To be done » Set down the line that contains "Point to the finger." and every line after it to the end of the entries, exactly as they stand and nothing more.

Input records »
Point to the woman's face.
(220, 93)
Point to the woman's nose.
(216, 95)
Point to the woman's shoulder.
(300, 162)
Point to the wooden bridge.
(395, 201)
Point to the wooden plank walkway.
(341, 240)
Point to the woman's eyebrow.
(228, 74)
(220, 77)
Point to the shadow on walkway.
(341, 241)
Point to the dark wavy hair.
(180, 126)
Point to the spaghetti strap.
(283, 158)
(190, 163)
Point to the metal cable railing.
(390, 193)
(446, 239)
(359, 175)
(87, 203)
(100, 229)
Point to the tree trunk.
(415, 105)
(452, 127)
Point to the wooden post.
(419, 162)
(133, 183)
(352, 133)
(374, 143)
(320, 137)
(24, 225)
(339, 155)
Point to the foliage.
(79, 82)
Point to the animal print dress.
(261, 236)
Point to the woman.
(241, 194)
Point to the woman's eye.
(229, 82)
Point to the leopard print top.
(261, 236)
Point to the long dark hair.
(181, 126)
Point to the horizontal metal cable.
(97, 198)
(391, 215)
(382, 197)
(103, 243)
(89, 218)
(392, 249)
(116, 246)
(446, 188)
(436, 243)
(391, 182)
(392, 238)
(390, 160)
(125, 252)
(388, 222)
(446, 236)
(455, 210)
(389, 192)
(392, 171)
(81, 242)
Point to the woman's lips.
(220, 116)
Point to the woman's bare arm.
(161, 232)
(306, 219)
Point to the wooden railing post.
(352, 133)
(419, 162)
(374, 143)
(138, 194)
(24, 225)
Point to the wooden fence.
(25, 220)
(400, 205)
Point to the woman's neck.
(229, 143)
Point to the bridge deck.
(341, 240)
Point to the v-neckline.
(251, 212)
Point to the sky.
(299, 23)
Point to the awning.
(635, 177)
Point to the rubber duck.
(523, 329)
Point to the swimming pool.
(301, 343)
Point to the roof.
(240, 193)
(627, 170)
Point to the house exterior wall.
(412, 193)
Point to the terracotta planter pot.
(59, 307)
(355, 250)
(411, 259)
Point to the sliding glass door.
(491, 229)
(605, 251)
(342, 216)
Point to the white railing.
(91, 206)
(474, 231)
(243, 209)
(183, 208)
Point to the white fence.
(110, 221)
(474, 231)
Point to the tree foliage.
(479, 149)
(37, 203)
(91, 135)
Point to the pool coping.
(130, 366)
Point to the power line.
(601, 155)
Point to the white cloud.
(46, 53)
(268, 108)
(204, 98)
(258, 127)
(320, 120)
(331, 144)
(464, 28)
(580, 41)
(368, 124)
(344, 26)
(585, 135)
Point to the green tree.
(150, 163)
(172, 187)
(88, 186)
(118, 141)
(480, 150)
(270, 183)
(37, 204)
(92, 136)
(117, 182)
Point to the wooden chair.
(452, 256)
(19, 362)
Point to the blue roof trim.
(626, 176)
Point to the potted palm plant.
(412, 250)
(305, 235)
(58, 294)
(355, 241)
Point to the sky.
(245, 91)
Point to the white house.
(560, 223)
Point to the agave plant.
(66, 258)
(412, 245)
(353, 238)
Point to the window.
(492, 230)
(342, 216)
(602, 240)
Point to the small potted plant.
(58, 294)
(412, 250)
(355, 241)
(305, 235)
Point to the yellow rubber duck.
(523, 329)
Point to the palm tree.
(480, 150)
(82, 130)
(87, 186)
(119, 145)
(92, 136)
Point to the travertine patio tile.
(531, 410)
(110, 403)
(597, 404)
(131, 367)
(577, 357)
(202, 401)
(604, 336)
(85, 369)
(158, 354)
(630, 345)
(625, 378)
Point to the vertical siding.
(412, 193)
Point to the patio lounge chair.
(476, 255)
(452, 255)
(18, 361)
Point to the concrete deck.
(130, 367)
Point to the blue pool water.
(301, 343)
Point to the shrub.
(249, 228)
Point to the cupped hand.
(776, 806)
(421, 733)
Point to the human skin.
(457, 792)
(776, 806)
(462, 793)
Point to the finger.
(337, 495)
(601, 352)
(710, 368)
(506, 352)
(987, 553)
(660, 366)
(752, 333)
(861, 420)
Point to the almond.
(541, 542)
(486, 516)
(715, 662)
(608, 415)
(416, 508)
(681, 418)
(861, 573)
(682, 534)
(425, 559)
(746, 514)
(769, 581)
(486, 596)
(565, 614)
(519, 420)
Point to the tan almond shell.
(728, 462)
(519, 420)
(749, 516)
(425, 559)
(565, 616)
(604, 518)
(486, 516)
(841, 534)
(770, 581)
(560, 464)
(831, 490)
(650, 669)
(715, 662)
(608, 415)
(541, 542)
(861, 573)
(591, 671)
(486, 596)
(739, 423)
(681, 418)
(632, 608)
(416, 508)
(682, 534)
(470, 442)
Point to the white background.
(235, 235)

Task solution »
Point to the finger.
(337, 495)
(601, 352)
(710, 368)
(506, 352)
(987, 553)
(660, 366)
(752, 333)
(861, 420)
Point to the almond.
(541, 542)
(486, 516)
(715, 662)
(608, 415)
(416, 508)
(681, 418)
(861, 573)
(682, 534)
(425, 559)
(746, 514)
(769, 581)
(486, 596)
(565, 614)
(519, 420)
Point to the tan almond shell.
(728, 462)
(519, 420)
(749, 516)
(425, 559)
(565, 616)
(604, 518)
(486, 516)
(841, 534)
(770, 581)
(560, 464)
(831, 490)
(650, 669)
(715, 662)
(608, 415)
(541, 542)
(861, 573)
(591, 671)
(486, 596)
(739, 423)
(681, 418)
(632, 608)
(416, 508)
(682, 534)
(470, 442)
Point to the white background.
(235, 235)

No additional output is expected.